> **AIM OF THE TASK**:
Reproduce the rows below verbatim, leaving out the pictures.
■ ■ ■ ■ ■
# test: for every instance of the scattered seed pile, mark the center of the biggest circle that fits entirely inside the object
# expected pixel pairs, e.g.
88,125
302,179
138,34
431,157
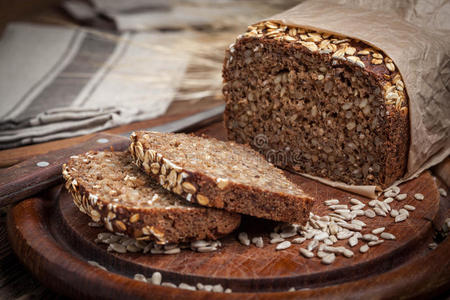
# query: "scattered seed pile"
320,233
219,174
317,103
110,189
■ ■ ■ ■ ■
> **EXPECTED ANSWER**:
# test: for every instance of the scattered seed pile, mark the center of the biggest circle that fits entirely inside the object
# expected pixel pairs, e.g.
88,125
302,179
138,34
431,157
# query: "scattered seed pile"
320,233
219,174
317,103
110,189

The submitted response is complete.